● STORED RECORDS

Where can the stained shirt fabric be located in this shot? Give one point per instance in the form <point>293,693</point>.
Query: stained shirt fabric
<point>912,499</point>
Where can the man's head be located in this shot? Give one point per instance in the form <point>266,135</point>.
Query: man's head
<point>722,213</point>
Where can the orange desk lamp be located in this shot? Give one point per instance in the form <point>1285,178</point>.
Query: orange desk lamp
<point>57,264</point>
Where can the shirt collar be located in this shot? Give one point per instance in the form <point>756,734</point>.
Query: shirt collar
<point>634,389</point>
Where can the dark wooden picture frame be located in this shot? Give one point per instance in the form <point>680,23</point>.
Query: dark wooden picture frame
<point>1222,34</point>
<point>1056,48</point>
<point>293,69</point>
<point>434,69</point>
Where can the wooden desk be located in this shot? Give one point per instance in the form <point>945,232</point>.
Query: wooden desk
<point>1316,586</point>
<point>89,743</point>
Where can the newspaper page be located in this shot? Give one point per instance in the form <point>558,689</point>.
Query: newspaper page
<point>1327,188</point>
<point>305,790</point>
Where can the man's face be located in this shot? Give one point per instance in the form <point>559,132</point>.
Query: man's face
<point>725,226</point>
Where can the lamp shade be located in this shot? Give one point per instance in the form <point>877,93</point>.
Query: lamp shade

● GIVEN TASK
Reproduce verbatim the stretch from the line containing "Where can the lamp" through the final line of the items above.

● RESULT FOR THIS TASK
Where can the lamp shade be located in this shot? Give one point per instance in the form <point>877,93</point>.
Query: lamp shade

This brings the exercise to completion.